▼
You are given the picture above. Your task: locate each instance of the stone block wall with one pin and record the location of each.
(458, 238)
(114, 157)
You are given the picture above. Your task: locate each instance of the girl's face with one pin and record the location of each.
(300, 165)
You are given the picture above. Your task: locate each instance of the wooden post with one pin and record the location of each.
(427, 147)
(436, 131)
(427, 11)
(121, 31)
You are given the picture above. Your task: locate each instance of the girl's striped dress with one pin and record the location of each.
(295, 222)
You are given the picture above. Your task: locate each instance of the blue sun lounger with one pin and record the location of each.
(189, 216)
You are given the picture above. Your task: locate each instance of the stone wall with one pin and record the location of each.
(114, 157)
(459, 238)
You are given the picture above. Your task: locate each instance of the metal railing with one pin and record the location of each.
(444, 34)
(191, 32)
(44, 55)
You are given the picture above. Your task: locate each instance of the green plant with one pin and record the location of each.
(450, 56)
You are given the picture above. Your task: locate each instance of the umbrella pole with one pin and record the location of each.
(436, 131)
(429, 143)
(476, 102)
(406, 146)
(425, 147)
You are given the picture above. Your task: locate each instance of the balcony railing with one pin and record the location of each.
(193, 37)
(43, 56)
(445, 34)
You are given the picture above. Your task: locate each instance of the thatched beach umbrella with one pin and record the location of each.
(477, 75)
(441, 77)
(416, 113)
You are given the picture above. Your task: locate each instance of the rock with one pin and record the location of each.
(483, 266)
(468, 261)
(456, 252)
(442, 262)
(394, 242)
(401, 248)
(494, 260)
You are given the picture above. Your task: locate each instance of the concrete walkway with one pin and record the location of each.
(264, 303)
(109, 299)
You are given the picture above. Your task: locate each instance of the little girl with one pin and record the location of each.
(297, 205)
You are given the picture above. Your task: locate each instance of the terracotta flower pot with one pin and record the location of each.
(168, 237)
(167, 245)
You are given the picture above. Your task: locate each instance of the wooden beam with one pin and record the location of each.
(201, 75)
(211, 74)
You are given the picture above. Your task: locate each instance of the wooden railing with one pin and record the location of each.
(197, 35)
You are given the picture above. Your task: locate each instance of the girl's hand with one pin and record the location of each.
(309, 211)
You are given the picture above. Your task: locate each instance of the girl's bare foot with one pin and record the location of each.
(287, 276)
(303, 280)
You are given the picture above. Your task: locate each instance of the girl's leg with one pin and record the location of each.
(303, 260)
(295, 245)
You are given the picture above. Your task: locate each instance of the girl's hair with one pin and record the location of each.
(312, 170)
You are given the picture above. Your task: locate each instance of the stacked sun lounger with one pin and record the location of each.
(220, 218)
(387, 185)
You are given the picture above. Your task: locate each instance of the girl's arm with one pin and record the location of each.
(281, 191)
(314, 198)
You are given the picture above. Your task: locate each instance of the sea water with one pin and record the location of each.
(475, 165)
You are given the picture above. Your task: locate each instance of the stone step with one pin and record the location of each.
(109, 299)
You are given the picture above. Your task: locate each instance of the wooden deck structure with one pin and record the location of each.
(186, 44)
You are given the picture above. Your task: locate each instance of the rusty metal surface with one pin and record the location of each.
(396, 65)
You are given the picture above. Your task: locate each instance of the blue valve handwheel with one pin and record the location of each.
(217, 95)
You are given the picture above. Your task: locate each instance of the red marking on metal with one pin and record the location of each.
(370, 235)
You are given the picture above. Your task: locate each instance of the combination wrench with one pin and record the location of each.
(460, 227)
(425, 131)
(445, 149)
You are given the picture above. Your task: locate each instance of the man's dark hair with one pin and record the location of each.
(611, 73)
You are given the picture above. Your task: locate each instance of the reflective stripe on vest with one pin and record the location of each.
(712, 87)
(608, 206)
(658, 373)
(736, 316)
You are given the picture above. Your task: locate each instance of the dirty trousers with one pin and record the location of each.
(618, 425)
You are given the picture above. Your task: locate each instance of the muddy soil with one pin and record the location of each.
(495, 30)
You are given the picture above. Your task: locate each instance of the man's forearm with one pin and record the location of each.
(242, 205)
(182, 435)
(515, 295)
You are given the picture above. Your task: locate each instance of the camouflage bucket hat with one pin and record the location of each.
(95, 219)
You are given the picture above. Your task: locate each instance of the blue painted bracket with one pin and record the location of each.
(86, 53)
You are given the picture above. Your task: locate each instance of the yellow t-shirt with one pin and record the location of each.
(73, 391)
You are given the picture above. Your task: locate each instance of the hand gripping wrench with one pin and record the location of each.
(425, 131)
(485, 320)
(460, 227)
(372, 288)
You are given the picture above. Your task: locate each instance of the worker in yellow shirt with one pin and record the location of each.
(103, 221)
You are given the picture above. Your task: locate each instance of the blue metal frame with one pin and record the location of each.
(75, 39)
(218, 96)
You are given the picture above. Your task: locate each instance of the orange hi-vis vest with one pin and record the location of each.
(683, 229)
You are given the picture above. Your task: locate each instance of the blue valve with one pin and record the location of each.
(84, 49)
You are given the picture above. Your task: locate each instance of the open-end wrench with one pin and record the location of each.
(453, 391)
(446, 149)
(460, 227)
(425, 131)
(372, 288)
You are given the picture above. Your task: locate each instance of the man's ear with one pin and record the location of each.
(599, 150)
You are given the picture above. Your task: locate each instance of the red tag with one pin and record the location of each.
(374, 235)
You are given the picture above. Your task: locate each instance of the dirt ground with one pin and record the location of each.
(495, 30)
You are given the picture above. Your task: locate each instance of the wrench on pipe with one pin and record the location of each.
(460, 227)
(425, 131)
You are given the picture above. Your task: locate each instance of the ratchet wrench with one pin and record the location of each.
▲
Your goal:
Retype the records in full, keeping every word as it is.

Answer to this task:
You are given the picture above. Your task: locate each instance of the stone block wall with one pin and record the location of each.
(458, 238)
(114, 157)
You are given the picture above. Your task: locate each instance of the girl's face with one pin and record the location of each.
(300, 165)
You are given the picture above. Your task: locate each instance of the wooden post with one pin and record the location of each.
(427, 147)
(436, 131)
(427, 11)
(121, 31)
You are given the picture above. Your task: locate each instance of the girl's striped dress with one pin and record the location of each.
(295, 222)
You are given the picture above. Your task: locate each instance of the blue sun lounger with one pin and record the location of each.
(189, 216)
You are given the picture above. Your task: locate each instance of the stone wall with one pin and record the location of each.
(114, 157)
(459, 238)
You are given the picture above. Your task: locate each instance of the metal railing with one pin and record the location of each.
(444, 34)
(191, 32)
(44, 55)
You are given the picture above. Your task: locate each instance of the green plant with one pin and record the location of each.
(450, 56)
You are given the picture above. Your task: locate each instance of the umbrella pole with one pin and record the location of each.
(436, 131)
(429, 143)
(476, 102)
(406, 146)
(425, 147)
You are given the picture above. Your task: locate each instance of the balcony railing with one pin and record the location of each.
(193, 37)
(43, 56)
(445, 34)
You are given the picture above. Your task: locate each instance of the thatched beach umbrella with one pin and record the location of each.
(477, 75)
(441, 77)
(416, 113)
You are given the picture above. Your task: locate each instance of the rock with one pin and record the location of each.
(483, 266)
(468, 261)
(456, 252)
(442, 262)
(394, 242)
(401, 248)
(494, 260)
You are given the picture above. Your task: locate each instance of the concrete walkway with one pin and record the location of each.
(264, 303)
(109, 299)
You are given the picture above. Your task: locate each instance of the little girl with one pin and record the location of each.
(297, 205)
You are given the picture above. Your task: locate each instance of the terracotta flower pot with one pin and record the location of each.
(168, 237)
(167, 245)
You are given the picture above. Your task: locate each instance of the wooden beam with one pin and record the location of each.
(201, 75)
(211, 74)
You are given the picture above. Your task: locate each instance of the wooden railing with one pin and record the location of each.
(197, 35)
You are given the picture above. Your task: locate each instance of the girl's hand with one pin and record the location of each.
(309, 211)
You are given the picture above. Your task: locate each instance of the girl's bare foot with one pin and record the location of each.
(287, 276)
(303, 280)
You are given the picture above. Your task: locate each instance of the girl's leg with one pin and record the location of each.
(303, 260)
(295, 245)
You are given the picture above. Your task: locate each instance of the girl's hair with one pin and record the location of each.
(312, 170)
You are given the picture above. Your task: locate each instance of the stacked sun lounger with one pin and record the location of each.
(220, 218)
(387, 185)
You are given the picture above. Your task: locate each instance of the girl's arm with one pin and record the location of each.
(281, 191)
(314, 198)
You are given the picture above. Your task: locate each instance of the sea water with one pin and record the location of each.
(475, 165)
You are given the picture above. Your task: locate each instance of the stone step with one pin and record the location of each.
(109, 299)
You are given the picture above. Your task: locate each instance of the wooden deck structure with one pin and record the location of each.
(186, 44)
You are given the picture above. Your task: locate each instance of the rusty metal surface with one pin and record the location of each.
(396, 65)
You are given the picture above. Your task: locate each instance of the blue valve handwheel with one pin and record the location of each.
(217, 95)
You are given the picture above. Your task: locate each instance of the red marking on metal with one pin and record the location of each.
(370, 235)
You are given the picture above. Your task: locate each instance of the combination wrench with one pin and record the location of each.
(460, 227)
(425, 131)
(445, 149)
You are given the picture above. Your task: locate each instance of the man's dark hair with one pin and record the location of each.
(611, 73)
You are given the picture above. Your task: locate each instance of the reflective stripe on vest with one pin and record the location of each.
(712, 87)
(608, 206)
(658, 373)
(736, 316)
You are given the picture above. Your task: locate each instance of the dirty trousers with one pin and record the location of each.
(618, 425)
You are given the picture above. Your task: locate each instance of the muddy soil with one pin and record the location of each.
(495, 30)
You are given the picture above. Your task: locate each instance of the man's forearm with one pin and record the location of each.
(242, 205)
(182, 435)
(515, 295)
You are given the picture above. Your task: locate each instance of the camouflage bucket hat with one pin and record the location of each.
(95, 219)
You are given the picture above. Your task: locate each instance of the blue painted bracket with one pin and record the location of each.
(86, 53)
You are given the picture above. Your task: locate each instance of the yellow t-shirt with one pin and record the location of each.
(73, 391)
You are given the picture above. Your task: locate each instance of the hand gripping wrench with one pin and record the location of each.
(425, 131)
(485, 320)
(460, 227)
(372, 288)
You are given the picture above. Your task: locate each instance of the worker in yellow shirt with one pin and record the location of each.
(103, 221)
You are given the picture above. Your task: locate each instance of the blue metal frame with one pin and record the location of each.
(75, 39)
(218, 96)
You are given the picture above. Your task: locate each instance of the orange hi-vis vest with one pin and record the location of each.
(683, 229)
You are given the picture above. Your task: locate each instance of the blue valve with one pin and record the location of each.
(84, 49)
You are given the picture above. Your task: locate each instance of the open-end wrench with one pin and record the location of each.
(453, 391)
(446, 149)
(460, 227)
(425, 131)
(372, 288)
You are given the picture above. Your task: locate each instance of the man's ear with one pin and record the location of each.
(599, 150)
You are given the picture above. Your task: locate each instance of the red tag with one pin and record the location of each.
(374, 235)
You are given the picture above. Your task: locate each instance of the dirt ground with one pin and record the location of each.
(495, 30)
You are given the picture above. Your task: locate each instance of the wrench on pipe with one pin and record the location of each.
(460, 227)
(425, 131)
You are given the picture above. Your task: locate each instance of the ratchet wrench with one pin and record the location of each.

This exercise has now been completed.